---- Input records
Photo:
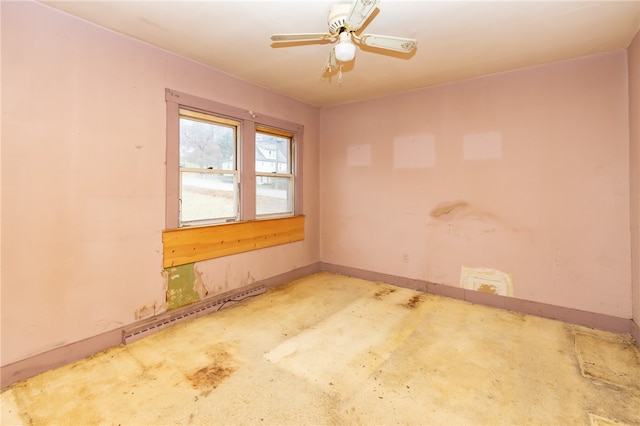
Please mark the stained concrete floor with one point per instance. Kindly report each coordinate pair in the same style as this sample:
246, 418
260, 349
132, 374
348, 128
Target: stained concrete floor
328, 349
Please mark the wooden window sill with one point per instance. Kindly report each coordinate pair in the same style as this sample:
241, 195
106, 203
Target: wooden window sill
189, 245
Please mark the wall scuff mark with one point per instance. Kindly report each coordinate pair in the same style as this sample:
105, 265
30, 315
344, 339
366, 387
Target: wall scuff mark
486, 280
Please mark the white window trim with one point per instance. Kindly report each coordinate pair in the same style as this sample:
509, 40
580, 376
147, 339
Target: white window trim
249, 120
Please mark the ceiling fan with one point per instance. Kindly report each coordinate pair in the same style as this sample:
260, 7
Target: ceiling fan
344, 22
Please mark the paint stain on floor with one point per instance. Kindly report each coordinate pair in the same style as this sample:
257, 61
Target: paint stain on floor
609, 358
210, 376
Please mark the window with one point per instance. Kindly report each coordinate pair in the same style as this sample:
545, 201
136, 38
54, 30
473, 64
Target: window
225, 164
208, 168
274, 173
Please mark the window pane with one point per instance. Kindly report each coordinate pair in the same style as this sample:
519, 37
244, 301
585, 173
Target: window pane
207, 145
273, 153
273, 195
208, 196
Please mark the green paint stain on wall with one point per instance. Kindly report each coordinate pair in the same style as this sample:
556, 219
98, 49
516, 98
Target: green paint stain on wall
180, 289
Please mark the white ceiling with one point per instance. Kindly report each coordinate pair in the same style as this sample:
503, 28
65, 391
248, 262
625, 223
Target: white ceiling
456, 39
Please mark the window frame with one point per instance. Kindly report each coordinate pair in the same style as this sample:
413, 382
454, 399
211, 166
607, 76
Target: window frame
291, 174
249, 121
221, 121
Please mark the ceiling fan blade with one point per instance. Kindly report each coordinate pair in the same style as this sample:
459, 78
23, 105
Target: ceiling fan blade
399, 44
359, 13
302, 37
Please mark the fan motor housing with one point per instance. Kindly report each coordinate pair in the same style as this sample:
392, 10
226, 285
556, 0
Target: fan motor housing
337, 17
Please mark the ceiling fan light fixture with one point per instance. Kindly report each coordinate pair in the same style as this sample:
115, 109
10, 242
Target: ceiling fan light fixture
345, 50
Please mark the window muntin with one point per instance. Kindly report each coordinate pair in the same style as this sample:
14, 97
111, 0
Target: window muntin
--------
• Requirements
Reproduce without alteration every line from the one containing "Please mark the ceiling fan light" through the last line above, both ends included.

• Complete response
Please mark the ceiling fan light fixture with one point per instance. Kindly report each coordinate pair in the same style as this sample:
115, 109
10, 242
Target: ceiling fan light fixture
345, 50
Please mark the window muntin with one point per instance. Kindly report each coordinate pair in the same style as this sample:
14, 97
111, 0
Target: window muntin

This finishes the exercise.